Your objective. The records below must be retyped exactly.

Records from a point labeling set:
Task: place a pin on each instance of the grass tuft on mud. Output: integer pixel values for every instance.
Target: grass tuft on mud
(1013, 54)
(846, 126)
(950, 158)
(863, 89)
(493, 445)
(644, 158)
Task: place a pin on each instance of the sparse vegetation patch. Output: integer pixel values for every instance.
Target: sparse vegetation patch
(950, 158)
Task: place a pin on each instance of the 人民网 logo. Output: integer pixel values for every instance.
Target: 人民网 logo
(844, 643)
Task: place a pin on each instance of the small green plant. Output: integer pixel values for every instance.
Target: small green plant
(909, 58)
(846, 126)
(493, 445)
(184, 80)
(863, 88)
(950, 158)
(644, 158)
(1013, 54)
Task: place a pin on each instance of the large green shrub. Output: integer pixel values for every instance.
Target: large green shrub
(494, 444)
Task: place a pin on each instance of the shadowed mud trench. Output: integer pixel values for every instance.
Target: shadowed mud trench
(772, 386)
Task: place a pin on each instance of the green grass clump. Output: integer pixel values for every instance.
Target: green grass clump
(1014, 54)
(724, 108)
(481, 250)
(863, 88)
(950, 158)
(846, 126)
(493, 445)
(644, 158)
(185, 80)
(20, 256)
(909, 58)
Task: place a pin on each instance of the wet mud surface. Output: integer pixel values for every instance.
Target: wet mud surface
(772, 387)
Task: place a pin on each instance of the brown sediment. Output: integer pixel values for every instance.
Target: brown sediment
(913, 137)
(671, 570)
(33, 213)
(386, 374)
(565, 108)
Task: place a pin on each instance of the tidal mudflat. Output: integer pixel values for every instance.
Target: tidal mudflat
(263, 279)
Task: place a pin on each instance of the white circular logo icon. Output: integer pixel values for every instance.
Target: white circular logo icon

Answer below.
Task: place a pin on each instance of the grass tuft on mud. Output: integer pixel values for every instance.
Target: grass tuft on mud
(1013, 54)
(846, 126)
(950, 158)
(863, 89)
(493, 445)
(644, 158)
Task: place a pin on each instance of the sparse vegetation patch. Output: integer pixel values for every instance.
Target: sparse vegetation patch
(950, 158)
Task: place a pin on each instance of the 人民网 logo. Output: integer pixel values for every instance.
Target: 人民网 logo
(844, 643)
Task: place a pin on each instance of the small green plant. Output: integer pixel values for every instance.
Target: small green plant
(909, 58)
(846, 126)
(493, 445)
(184, 80)
(863, 88)
(950, 158)
(644, 158)
(1013, 54)
Task: place a pin on each instance of the large green shrub. Output: integer pixel values for every instance.
Target: large green shrub
(494, 444)
Task: place a pin on each instance of the shadowed mud trench. Output: integer pixel values for every instance.
Target: shadowed mud trench
(772, 386)
Task: place a pin on each instance of the green grass clump. Output: integer pixel values for every instance.
Target: green grass clump
(1014, 54)
(724, 108)
(481, 250)
(863, 88)
(950, 158)
(846, 126)
(493, 445)
(644, 158)
(185, 80)
(20, 256)
(909, 58)
Task: place a pin on each instance of the wet mud surface. Output: integer pixel values for every instance.
Target: wet mud surface
(772, 387)
Task: place a pin on each instance of the brown sediment. Output: integer pixel values for every instance.
Target: brown sediment
(913, 137)
(671, 570)
(33, 213)
(386, 374)
(565, 108)
Task: place a pin on each instance of the tidal mudflat. Output: integer pixel values for every instance.
Target: tidal mudflat
(263, 279)
Task: place a pin on each instance of the white circular logo icon. Output: integer pixel values for every instance.
Target: white circular logo icon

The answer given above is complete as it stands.